Excerpts of labeled region data:
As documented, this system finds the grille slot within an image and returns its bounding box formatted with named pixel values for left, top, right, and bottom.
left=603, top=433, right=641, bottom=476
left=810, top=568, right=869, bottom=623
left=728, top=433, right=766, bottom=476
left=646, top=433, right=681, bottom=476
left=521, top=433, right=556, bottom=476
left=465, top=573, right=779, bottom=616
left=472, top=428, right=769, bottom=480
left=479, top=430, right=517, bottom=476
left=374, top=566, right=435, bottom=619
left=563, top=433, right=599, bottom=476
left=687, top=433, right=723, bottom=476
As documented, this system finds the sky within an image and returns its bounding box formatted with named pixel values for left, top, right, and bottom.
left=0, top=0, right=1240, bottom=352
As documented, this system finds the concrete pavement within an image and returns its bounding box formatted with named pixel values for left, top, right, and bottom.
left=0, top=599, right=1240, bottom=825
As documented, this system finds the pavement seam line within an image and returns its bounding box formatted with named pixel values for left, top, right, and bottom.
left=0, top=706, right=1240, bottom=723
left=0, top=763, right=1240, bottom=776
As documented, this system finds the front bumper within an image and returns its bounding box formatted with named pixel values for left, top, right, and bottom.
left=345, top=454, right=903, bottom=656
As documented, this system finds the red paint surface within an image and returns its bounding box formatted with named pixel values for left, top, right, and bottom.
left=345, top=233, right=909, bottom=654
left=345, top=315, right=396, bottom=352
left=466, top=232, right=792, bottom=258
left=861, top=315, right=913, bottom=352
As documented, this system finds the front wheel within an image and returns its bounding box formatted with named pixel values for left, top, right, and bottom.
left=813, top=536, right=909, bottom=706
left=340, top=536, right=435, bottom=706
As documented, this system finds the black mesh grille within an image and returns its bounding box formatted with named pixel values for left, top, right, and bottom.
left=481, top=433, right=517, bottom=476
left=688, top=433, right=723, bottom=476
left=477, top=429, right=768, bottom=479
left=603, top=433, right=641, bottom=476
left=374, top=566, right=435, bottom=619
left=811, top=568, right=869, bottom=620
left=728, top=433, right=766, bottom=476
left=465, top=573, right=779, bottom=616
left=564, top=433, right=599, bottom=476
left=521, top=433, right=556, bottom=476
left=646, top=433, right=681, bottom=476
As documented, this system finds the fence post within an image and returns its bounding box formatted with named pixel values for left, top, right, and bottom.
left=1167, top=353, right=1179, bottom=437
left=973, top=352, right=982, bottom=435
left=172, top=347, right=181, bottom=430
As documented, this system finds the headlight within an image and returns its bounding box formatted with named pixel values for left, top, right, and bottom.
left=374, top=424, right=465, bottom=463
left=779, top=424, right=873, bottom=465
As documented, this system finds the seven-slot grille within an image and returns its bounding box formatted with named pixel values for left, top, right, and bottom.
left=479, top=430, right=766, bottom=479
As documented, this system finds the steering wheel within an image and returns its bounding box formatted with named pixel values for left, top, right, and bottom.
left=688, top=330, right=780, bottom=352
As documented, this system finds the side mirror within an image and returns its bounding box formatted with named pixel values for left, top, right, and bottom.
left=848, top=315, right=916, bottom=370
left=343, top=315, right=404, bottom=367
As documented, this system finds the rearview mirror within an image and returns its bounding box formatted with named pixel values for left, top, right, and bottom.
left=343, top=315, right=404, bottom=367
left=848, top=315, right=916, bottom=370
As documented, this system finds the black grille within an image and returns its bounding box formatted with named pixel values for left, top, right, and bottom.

→ **DIRECTIVE**
Revise the lines above by putting "enclosing rectangle" wherever "bounding box" occurs, and keep everything else unchanged.

→ **EXERCISE RESULT**
As documented, this system finds the grille slot within an image and returns its enclosing rectangle formatted with named pixel values for left, top, right, and bottom.
left=603, top=433, right=641, bottom=476
left=810, top=568, right=869, bottom=623
left=728, top=433, right=766, bottom=476
left=646, top=433, right=681, bottom=476
left=521, top=433, right=556, bottom=476
left=465, top=573, right=779, bottom=616
left=472, top=428, right=769, bottom=480
left=479, top=430, right=517, bottom=476
left=374, top=566, right=435, bottom=619
left=563, top=433, right=599, bottom=476
left=687, top=433, right=723, bottom=476
As documented, this system finds the sky within an image and returns its enclosing rectangle formatted with named pixel values for left, top, right, and bottom.
left=0, top=0, right=1240, bottom=352
As documented, this system finds the concrete pavement within an image and returns its enclosing rectangle formatted with named pixel values for left, top, right, and bottom.
left=0, top=599, right=1240, bottom=825
As documented, this system finds the pavement seam line within an image and returns its enclosing rectangle formatted with named pixel values for left, top, right, and bottom.
left=0, top=706, right=1240, bottom=723
left=0, top=763, right=1240, bottom=776
As documented, this system finds the front bumper within an image and returns its enclosing rectangle formatted with named pixel values for left, top, right, and bottom.
left=345, top=454, right=903, bottom=656
As documented, this system finds the red paint surface within an image and returns its enclosing rectangle formatted with named pixel values for left, top, right, and bottom.
left=345, top=233, right=909, bottom=654
left=345, top=315, right=396, bottom=352
left=466, top=232, right=792, bottom=258
left=861, top=315, right=913, bottom=352
As documented, this system finds the front wheel within an image and returns its enclosing rectangle formatted with named pixel values for left, top, right, and bottom.
left=813, top=536, right=909, bottom=706
left=340, top=536, right=435, bottom=706
As documented, this system finds the black mesh grille within an image and returns its enclosing rectangle formatted with named pixel values for left, top, right, and bottom.
left=481, top=433, right=517, bottom=476
left=688, top=433, right=723, bottom=476
left=477, top=429, right=768, bottom=479
left=603, top=433, right=641, bottom=476
left=374, top=566, right=435, bottom=619
left=811, top=568, right=869, bottom=620
left=728, top=433, right=766, bottom=476
left=465, top=573, right=779, bottom=616
left=564, top=433, right=599, bottom=476
left=521, top=433, right=556, bottom=476
left=646, top=433, right=681, bottom=476
As documented, this system finds the fence post within an image and returns its enclosing rectangle formatted with named pixel values for left, top, right, and bottom.
left=1167, top=353, right=1179, bottom=437
left=973, top=352, right=982, bottom=435
left=172, top=347, right=181, bottom=430
As documented, this system finds the headlight within an image and returns its enclosing rectangle formatted with named pixel values for left, top, right, and bottom.
left=374, top=424, right=465, bottom=463
left=779, top=424, right=873, bottom=465
As documented, this system finds the seven-slot grille within an image and returns its enclosing rectangle formatted with named pixel values for left, top, right, and bottom.
left=479, top=430, right=766, bottom=479
As documented, this system finds the steering wheel within an image and returns its enclosing rectangle formatted with named pixel values for left, top, right, and bottom.
left=688, top=330, right=780, bottom=352
As documented, this system finds the side mirror within an image and returns its enclosing rectangle formatted with named pixel values for left, top, right, and bottom.
left=848, top=315, right=916, bottom=370
left=343, top=315, right=404, bottom=367
As documented, this system finds the rearview mirror within an image and returns its enclosing rectangle formatted with named pixel values for left, top, right, and bottom.
left=343, top=315, right=404, bottom=367
left=848, top=315, right=916, bottom=370
As documented, this system finds the black grille within an image and returns its enclosing rectangle formatted with named pixel values for left, top, right, and bottom.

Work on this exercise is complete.